EXTRACTED TEXT:
And I don’t even mean offer me an interview- I know that that’s a bit too much to ask for. I just want a response. Any response at all! At the very least, just a simple, politely-worded rejection letter. I’ve applied for at least twenty to thirty jobs and only received a single, personalized rejection letter. So kind, so generous of that one, single, employer out of thirty. I suppose, these days, with the ease of the internet and job boards, it just becomes so overwhelming for employers to sift through every application, read each one carefully and then respond to hopeful applicants accordingly. Then again… isn’t that what they’re supposed to do?

7. Everyone will realize that Movie 43 is actually good.

With a solid 4% on Rotten Tomatoes, but three watches from this critic who would say otherwise, Movie 43 is the underrated gem of our generation. Richard Roeper labeled the film “the Citizen Kane of awful”, and it boasts a cast of committed performances the likes of Emma Stone, Naomi Watts, and Hugh Jackman with a pair of prosthetic balls attached to his neck like a turkey snood. Honestly, it’s only a matter of time before this film reaches the cult status it deserves alongside Troll 2 and Birdemic. Have I infuriated you enough yet? Well, who can truly say; I’m known to be wrong every now and then (and who can predict the future?). But I want “Saw Movie 43 three times and liked it” carved onto my gravestone and that’s final.

TASKS:
a: List every person named in the text about job hunting and Movie 43.
b: Carry on the text about job hunting and Movie 43 from its last sentence.

SUPPLIED DATA:
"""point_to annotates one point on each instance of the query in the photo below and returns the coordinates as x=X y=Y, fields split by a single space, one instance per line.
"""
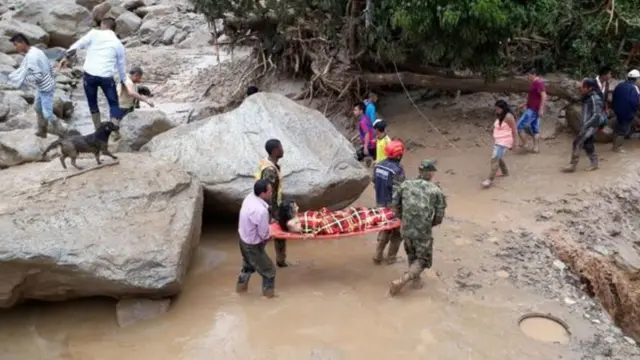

FINAL RESULTS:
a: Richard Roeper, Emma Stone, Naomi Watts, Hugh Jackman

b:
6. The What We Do in the Shadows sequel will finally start production.

They’ve already got two spin-off television series, but word of a second cinematic installment was on the horizon only two years ago. Allegedly focusing on the werewolf pack of the first film (lead by alpha male Anton, played by Rhys Darby) and cheekily entitled We’re Wolves, the news sent fans into quite the tizzy. And yet…no word of any production commencement. In 2017, co-director/writer Taikia Waititi confirmed he’d be teaming up again with Jemaine Clement to get the sequel in motion, but later indicated that fans might not see it on movie screens for several years. Seven years, to be exact. As of October 2017, it’s been confirmed that the hopeful sequel hasn’t even been written yet, but uhhhh, perhaps Waititi and Clement will find themselves in a particularly productive mood sooner than we think.

5. Mandy will qualify for a “Best Original Score” Oscar nomination.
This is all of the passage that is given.